TASK DESCRIPTION |
Reproduce the following lines exactly, beginning at the line that contains "Indicate the calm" and continuing through the end of the lines.

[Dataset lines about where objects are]
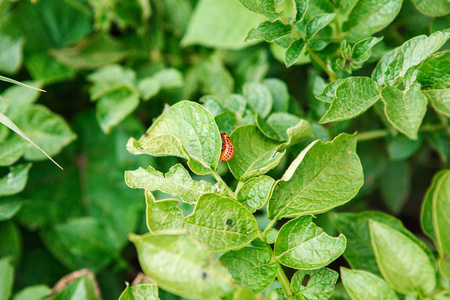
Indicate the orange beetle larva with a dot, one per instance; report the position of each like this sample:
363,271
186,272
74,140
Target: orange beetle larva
227,148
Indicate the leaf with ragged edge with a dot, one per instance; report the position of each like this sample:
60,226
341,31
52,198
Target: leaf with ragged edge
394,253
404,109
6,278
370,16
210,25
353,97
269,31
440,211
359,252
426,215
266,8
433,8
317,23
254,193
323,176
254,153
362,285
81,243
163,215
186,130
362,50
294,51
259,98
329,92
176,182
302,245
47,129
300,9
148,291
181,266
280,93
434,78
397,62
221,223
251,267
319,283
14,182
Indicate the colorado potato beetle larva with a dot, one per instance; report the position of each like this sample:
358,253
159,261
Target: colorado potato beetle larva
227,148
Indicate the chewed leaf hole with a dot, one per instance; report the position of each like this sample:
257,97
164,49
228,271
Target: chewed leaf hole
230,223
306,280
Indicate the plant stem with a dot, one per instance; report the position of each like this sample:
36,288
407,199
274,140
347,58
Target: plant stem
331,74
219,179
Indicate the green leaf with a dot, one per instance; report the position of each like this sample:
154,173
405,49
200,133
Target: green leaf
434,8
440,208
226,121
404,109
363,49
84,287
251,267
323,176
319,283
434,78
355,227
181,266
35,292
169,78
426,219
6,278
294,51
401,148
47,129
81,243
317,23
14,182
163,215
362,285
302,245
396,185
396,63
8,208
92,53
266,8
221,223
269,31
394,253
236,103
147,291
259,98
354,96
254,153
186,130
370,16
280,93
148,87
254,193
329,92
210,25
176,182
300,9
10,54
11,241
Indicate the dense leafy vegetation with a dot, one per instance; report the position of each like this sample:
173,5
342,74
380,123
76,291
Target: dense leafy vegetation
338,111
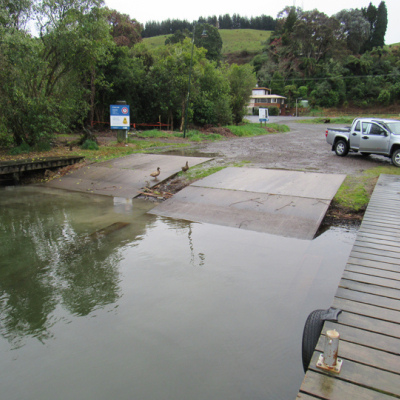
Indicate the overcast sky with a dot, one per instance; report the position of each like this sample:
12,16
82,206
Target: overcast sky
160,10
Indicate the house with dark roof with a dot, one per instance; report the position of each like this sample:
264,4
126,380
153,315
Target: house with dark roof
262,98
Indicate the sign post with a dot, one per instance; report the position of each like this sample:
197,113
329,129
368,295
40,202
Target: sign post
120,120
263,115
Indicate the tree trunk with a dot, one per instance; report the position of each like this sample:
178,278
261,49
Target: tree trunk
92,94
183,116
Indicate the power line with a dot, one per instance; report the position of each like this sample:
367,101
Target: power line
336,77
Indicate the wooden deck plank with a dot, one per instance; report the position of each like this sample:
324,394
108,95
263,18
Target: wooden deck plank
376,252
365,355
305,396
374,264
370,244
327,387
373,257
372,280
364,338
381,273
367,310
386,241
380,227
370,324
394,235
365,376
368,288
367,298
383,218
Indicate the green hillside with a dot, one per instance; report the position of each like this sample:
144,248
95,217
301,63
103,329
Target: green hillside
234,40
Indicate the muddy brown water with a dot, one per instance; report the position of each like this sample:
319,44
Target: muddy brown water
100,300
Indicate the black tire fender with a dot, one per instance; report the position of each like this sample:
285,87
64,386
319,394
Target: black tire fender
311,333
396,158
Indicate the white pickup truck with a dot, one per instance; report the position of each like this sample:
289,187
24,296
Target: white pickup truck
367,136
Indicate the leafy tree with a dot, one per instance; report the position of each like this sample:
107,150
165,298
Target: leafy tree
354,28
125,30
378,39
242,80
212,105
377,18
15,13
278,84
178,37
169,76
316,35
212,42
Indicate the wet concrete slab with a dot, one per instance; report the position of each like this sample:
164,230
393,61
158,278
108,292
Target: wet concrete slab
285,203
124,177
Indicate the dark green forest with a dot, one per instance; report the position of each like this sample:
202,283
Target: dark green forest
263,22
86,57
332,61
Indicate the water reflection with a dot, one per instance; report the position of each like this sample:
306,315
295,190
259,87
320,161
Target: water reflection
49,258
144,307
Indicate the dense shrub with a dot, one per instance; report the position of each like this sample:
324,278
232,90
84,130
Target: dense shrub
89,145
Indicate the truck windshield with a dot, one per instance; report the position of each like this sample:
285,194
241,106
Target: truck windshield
394,127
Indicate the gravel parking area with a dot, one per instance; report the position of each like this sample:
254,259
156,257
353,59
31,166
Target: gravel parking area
303,148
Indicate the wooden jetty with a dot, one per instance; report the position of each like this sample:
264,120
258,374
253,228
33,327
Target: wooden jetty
17,167
369,297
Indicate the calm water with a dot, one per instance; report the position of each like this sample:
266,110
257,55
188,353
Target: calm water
159,309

EXERCISE RESULT |
Indicate the calm water with a dot, one per instance; report the position of each like this sample:
266,110
257,55
188,353
Target: calm water
159,309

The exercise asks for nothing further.